Medical School Recommendation Letters
What do medical school admissions officers look for when reviewing medical school recommendation letters? Not necessarily what you’d expect. Above all, admissions officers ask themselves this one central question:
If I were sick, would this person be someone I’d want to care for me as my physician?
It’s such a simple, pivotal question, but you’d be surprised how many letters of recommendation, however glowing, fail to answer it. Obviously, this isn’t the sole concern: medical school admissions officers also look for evidence of perseverance, even transformation, and they also pay careful attention to how passionately the recommender writes about the candidate. But if a medical school recommendation letter should do anything, it should make the reader want you as their doctor.
The AAMC Wants More Than Just Your MCATs
Medical school admissions officers look for evidence of genuine empathy in candidates for admission. And, no, volunteering for countless hours at a hospital does not in itself convey genuine empathy. It’s easy to see that as an attempt to impress upon an admissions officer that you’re a good person.
As Ilana Kowarski writes in a “US News & World Report” piece about med school recommendation letters:
“In some cases, [Dr. Stephen] Nicholas, [senior associate dean for admissions and chairman of the committee on admissions with the Columbia University College of Physicians and Surgeons], says, an outstanding recommendation letter can make an admissions officer reconsider an applicant. For instance, he says, a letter that described an applicant’s extraordinary leadership activities in public health organizations caused him to take a second look, despite the applicant’s lower grades and test scores than typically expected at Columbia.

> [DATA SECTION]
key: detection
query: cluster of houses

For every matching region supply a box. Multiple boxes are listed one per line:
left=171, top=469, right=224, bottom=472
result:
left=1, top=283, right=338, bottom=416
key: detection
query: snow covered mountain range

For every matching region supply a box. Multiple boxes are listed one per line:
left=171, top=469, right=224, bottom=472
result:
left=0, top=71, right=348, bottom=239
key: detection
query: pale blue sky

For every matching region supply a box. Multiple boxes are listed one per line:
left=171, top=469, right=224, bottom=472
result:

==

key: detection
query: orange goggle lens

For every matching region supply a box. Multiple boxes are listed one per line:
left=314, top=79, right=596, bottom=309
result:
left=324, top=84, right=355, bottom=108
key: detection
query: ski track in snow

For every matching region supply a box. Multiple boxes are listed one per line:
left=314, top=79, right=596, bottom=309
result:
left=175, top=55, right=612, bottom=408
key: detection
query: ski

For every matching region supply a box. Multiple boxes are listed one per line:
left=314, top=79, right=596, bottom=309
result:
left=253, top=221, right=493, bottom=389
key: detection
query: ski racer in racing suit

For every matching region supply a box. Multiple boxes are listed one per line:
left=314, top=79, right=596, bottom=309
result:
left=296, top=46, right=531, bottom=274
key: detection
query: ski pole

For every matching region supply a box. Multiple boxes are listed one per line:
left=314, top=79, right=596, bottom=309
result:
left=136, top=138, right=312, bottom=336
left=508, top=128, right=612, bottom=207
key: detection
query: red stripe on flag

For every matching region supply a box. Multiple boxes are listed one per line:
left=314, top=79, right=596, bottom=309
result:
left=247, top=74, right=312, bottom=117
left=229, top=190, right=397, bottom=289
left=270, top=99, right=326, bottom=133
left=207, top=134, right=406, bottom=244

> [TASK INSTRUCTIONS]
**1)** According to the piece on medical school recommendation letters, why do many hours of hospital volunteering fail, on their own, to convey genuine empathy? Answer in one to three sentences.
**2)** Translate this sentence from the piece on medical school recommendation letters into Spanish: "Medical school admissions officers look for evidence of genuine empathy in candidates for admission."
**3)** Pick up the piece on medical school recommendation letters after its last sentence and keep writing.

> [RESPONSES PER TASK]
**1)** Readers can easily see such volunteering as an attempt to impress on an admissions officer that the applicant is a good person.

**2)** Los responsables de admisiones de las facultades de medicina buscan pruebas de empatía genuina en los candidatos a la admisión.

**3)**
Nicholas says admissions officers can tell when a letter is written out of a sense of obligation and not written with conviction, and he says that a recommendation letter written with feeling is the only kind that is compelling. ‘You develop an ear for authenticity,’ he says. ‘You know it when you hear it.'”
Med School Recommendation Letters Need to Demonstrate Passion
Getting through four years of medical school followed by residency and fellowship calls for perseverance. And medical school admissions officers want to know that they’re admitting people who truly want to be doctors for the right reasons — not just because their parents are physicians or because they think the profession is prestigious.
That’s why, as the “US News & World Report” article correctly and astutely points out, so many medical school admissions officers love med school applicants who’ve studied non-science subjects — because it shows that these students chose medicine willingly and deliberately over other areas of study. Medicine didn’t choose them because, say, their parents insisted it was the only honorable profession. Know any of those parents? We do.
It may seem counterintuitive, but sometimes the best way to get into a top school for a hard science profession is by showing your soft side.